* [Problem 1]:
Answer these questions about the boat restoration thread:
(a) What were the hull seams dressed with after welding?
(b) What wood was the inside transom pad cut from?
(c) Which motor does the boat's owner run it with?

# 1960 Crestliner Sportman's 12' Shallow-V Re-Mod



## Frogman Ladue (Apr 1, 2012)

1960 Crestliner Sportman's 12 Shallow-V Re-Mod

Ok fellas, here's what I got....

1960 Crestliner Sportsman's 12' Shallow-V, that I had restored and modded in the summer of 2010. Sorry, no "before" pics. I am currently in the process of doing some small add-ons and touch-ups, so I figured I'd post a couple of pick. It started as a chipped aqua, light blue, hunters green hull, with a 1965 summers gold and brown oak leaf cammo interior, with seats that appeared to be salvaged from an old picnic table. It was sanded, seams were welded, seams were dressed with Herculiner, and the whole thing was painted with Sherwin William's industrial enamel. Then it got attacked with a few rattle-cans.

Upon a Harbor Freight Trailer...







...front seat "deck" to be lengthened 2" and have a seat affixed. The first board was the original seat. The two planks infront of it were added on. The small space infront of the original seat, coupled with the steep vee, made this area useless, and impossible to step into, so it got decked. I now have enough room underneath for the anchor, rope, 3 life vests, and I have a flat platform to step on during beach loading.






...second seat, sides were added fore and aft to make storage for oars, ropes, and other long stuff...






...third row seating, with bullet proof storage.






...I added a .30cal ammo can, with lock, that holds the boat registration, distress flag, fire extinguisher, distress wistle, naviagation maps, and some stringers in a permanant, secure, and dry box that's always with the boat.






...the transom pad inside is 1" x 5" red oak, spared, Herculined, and painted. This pad is considerably larger than the well rotten original. Eye-lets were added for stringers. 






...the rear transom pad was cut from red oak plank, spared, Herculined, and painted. This pad is also considerably larger than the original. Had I known then, what I know now, I wouldn't have cut the transom so low as to match the original. I could use the extra couple of inches in height for the motor.






...more to come..


----------



## Kochy (Apr 1, 2012)

Looks like a nice small boat you got there. You got an engine for it?


----------



## Frogman Ladue (Apr 1, 2012)

I got a motor for it....

45# Motorguide Varimax. With one person and the barrel back...it scoots!

I'm not sure if I want to take the plunge into gas power. I have more than enough electric only lakes around me with really good fishing. It's small enough that it gets a little scary around the big boats and waves. Granted, around these parts, when you see another boat, it's gonna wind an weave infront of you, wide open, with a faimly of d-bags and a spoilded kid in tow on a tube. None of which give a darn about the little guys, canoes, no wake zones, or the folks fishing on the shore. The bass boat guys are cool and slow down, those guys are few and far between. Hitting gas lakes makes me a target.

Stored data
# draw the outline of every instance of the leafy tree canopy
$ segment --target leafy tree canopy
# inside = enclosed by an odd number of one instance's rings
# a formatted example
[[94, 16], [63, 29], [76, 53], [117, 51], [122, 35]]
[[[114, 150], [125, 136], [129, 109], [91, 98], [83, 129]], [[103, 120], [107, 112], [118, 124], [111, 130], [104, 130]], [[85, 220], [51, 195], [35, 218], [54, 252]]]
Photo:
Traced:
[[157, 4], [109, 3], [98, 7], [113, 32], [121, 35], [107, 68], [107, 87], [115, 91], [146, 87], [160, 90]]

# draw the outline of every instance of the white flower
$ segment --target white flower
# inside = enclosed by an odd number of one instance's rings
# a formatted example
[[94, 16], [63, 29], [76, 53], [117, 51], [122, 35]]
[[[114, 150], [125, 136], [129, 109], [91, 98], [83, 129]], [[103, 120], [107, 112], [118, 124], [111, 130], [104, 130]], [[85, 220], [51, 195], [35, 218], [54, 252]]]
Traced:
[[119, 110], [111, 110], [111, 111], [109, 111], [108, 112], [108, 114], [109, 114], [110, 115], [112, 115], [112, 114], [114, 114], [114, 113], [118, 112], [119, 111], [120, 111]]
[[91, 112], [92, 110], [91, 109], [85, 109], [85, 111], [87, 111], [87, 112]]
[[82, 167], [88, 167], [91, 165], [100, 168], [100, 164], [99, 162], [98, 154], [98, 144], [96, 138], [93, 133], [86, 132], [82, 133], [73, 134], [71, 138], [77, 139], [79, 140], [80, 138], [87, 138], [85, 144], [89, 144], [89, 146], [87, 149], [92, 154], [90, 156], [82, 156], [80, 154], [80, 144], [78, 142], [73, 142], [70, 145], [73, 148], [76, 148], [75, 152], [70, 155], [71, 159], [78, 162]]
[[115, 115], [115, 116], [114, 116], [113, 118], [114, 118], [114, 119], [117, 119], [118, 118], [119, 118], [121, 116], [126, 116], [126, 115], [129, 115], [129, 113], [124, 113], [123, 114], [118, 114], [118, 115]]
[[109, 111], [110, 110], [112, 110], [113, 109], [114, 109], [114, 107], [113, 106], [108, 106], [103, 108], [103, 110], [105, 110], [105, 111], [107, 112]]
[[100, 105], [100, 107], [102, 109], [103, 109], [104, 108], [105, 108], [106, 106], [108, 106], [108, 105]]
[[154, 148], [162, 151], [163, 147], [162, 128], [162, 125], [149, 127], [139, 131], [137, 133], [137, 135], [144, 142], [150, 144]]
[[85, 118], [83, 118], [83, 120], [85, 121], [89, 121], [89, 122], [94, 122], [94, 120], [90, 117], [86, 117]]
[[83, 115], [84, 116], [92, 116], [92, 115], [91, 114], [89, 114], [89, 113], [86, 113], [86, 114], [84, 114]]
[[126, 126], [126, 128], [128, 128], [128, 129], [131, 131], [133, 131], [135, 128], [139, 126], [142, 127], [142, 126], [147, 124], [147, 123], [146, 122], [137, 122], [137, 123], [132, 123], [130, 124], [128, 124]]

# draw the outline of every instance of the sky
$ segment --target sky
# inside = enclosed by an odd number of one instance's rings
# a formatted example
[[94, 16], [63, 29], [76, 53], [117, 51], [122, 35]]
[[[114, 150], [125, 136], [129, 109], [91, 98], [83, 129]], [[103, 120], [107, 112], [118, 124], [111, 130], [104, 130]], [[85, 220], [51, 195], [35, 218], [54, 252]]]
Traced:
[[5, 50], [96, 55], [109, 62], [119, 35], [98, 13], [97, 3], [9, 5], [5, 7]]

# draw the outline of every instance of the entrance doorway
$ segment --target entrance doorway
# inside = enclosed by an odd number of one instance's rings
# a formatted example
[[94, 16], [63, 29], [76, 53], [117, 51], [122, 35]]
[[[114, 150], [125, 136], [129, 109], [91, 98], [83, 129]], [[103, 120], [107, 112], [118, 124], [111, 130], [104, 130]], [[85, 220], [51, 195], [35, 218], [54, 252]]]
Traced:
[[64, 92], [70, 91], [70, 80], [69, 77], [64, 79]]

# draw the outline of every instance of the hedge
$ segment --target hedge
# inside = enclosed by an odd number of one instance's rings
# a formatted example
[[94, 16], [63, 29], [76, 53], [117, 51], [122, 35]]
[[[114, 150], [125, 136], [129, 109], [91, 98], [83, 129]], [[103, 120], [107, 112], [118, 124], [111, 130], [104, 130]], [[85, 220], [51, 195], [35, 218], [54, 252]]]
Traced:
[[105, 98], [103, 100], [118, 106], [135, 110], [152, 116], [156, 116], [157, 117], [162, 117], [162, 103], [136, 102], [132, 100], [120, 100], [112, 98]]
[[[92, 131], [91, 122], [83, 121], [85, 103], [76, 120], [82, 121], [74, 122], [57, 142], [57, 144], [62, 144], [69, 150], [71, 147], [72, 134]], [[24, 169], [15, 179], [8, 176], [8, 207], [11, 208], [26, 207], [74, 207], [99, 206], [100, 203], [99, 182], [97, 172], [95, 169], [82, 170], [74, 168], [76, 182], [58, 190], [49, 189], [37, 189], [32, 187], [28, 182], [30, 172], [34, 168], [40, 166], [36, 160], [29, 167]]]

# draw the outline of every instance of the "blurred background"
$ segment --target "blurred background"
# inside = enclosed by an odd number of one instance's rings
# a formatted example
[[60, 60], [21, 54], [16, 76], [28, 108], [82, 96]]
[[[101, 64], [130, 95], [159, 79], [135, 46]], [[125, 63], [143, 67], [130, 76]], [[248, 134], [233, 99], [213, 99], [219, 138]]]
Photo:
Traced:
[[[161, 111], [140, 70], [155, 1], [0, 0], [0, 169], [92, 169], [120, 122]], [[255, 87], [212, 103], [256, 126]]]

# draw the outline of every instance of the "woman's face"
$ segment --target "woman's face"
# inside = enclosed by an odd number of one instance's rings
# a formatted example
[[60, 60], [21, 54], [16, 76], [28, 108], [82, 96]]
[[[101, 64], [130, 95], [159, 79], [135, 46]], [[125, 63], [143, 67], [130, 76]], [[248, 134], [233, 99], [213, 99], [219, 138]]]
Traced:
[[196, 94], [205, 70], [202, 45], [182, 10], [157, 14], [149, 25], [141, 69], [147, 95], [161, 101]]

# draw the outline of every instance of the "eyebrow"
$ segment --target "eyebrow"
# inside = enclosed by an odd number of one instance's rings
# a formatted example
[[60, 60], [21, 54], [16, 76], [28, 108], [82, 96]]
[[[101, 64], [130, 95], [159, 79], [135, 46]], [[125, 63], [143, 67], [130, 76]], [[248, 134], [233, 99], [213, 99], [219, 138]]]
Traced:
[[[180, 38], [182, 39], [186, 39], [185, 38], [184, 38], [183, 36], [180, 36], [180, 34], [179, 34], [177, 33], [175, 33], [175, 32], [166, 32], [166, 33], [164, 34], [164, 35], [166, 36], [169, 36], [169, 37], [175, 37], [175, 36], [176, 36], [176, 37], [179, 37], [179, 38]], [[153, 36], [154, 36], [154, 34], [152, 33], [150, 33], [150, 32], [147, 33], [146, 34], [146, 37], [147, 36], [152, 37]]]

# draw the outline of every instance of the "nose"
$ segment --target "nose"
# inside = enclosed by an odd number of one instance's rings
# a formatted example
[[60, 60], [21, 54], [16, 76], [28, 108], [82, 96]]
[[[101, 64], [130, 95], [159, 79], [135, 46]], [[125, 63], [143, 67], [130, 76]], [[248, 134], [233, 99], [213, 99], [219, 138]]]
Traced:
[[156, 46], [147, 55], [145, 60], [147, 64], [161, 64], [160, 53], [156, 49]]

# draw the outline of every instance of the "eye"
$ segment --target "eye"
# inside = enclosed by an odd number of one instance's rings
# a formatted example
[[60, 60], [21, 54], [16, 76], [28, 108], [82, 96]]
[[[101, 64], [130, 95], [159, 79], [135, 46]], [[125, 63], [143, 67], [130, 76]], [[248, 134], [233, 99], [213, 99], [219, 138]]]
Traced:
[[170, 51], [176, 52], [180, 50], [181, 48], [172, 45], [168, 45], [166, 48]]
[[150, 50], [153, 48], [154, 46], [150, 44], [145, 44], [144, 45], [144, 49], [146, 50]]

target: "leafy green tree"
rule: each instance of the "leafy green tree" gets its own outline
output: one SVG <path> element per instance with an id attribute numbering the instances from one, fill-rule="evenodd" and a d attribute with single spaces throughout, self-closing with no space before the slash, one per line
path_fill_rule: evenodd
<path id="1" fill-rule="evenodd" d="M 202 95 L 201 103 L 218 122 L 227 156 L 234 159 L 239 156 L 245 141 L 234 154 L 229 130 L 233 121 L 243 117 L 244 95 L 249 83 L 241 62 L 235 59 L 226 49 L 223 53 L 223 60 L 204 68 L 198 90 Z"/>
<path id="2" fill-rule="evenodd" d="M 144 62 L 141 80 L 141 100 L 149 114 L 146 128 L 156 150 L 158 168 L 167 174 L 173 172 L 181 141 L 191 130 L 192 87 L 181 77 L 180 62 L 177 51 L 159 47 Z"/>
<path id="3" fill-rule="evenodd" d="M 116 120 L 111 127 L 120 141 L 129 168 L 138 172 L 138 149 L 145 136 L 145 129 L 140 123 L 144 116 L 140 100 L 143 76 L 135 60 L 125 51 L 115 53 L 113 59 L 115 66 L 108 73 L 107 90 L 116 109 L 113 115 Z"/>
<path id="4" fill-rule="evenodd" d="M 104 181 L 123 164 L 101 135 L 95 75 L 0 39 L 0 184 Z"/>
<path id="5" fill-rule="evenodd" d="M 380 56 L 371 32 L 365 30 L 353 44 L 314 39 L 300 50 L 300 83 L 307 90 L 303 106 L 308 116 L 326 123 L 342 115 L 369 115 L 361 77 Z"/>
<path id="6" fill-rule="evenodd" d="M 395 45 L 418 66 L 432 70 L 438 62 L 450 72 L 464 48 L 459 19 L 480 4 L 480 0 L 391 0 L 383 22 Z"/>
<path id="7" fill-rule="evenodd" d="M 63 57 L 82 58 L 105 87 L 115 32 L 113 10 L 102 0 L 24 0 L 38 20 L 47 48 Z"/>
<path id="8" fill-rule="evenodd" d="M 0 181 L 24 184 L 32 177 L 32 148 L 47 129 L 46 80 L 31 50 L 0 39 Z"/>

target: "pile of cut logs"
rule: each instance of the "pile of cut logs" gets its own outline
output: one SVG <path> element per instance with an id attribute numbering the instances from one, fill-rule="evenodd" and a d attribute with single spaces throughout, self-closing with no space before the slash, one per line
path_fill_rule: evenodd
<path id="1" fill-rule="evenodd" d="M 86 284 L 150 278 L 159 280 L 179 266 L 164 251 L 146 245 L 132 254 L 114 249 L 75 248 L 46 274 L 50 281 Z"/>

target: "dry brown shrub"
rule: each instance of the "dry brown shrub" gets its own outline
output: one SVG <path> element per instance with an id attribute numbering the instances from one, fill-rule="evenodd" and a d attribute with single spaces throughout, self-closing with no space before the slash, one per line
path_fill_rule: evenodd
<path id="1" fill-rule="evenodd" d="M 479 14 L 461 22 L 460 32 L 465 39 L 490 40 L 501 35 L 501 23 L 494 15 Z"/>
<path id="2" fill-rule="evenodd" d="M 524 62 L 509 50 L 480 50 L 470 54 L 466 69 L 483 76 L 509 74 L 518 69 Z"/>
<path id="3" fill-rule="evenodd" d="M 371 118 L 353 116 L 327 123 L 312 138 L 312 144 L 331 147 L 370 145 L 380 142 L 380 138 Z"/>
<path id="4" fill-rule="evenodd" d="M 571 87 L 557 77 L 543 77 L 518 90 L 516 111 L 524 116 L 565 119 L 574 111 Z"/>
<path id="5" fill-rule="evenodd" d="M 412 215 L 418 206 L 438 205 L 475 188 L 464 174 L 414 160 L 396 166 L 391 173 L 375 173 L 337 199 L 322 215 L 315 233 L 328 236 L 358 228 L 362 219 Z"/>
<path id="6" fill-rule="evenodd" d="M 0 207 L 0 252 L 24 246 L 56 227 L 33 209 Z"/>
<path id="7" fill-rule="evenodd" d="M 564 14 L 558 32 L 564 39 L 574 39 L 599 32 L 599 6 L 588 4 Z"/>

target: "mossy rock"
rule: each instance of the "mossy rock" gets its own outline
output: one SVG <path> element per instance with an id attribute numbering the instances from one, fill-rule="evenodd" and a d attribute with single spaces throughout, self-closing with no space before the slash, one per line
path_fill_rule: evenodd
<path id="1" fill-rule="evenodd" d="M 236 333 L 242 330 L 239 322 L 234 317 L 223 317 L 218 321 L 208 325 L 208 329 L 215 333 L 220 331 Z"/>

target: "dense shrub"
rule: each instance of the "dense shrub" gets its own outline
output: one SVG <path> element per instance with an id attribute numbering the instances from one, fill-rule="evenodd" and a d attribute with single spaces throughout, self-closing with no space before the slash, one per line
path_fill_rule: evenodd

* [Problem 2]: Output the stored data lines from the beginning of the stored data through the line containing "87], [160, 90]]", both ends included.

* [Task output 1]:
(a) Herculiner.
(b) 1" x 5" red oak.
(c) A 45# Motorguide Varimax.

* [Task output 2]:
# draw the outline of every instance of the leafy tree canopy
$ segment --target leafy tree canopy
# inside = enclosed by an odd number of one instance's rings
# a formatted example
[[94, 16], [63, 29], [76, 53], [117, 51], [122, 35]]
[[[114, 150], [125, 136], [129, 109], [91, 98], [83, 129]], [[103, 120], [107, 112], [118, 124], [111, 130], [104, 130]], [[85, 220], [51, 195], [35, 218], [54, 252]]]
Photo:
Traced:
[[157, 4], [109, 3], [98, 7], [113, 32], [121, 35], [107, 68], [107, 87], [115, 91], [146, 87], [160, 90]]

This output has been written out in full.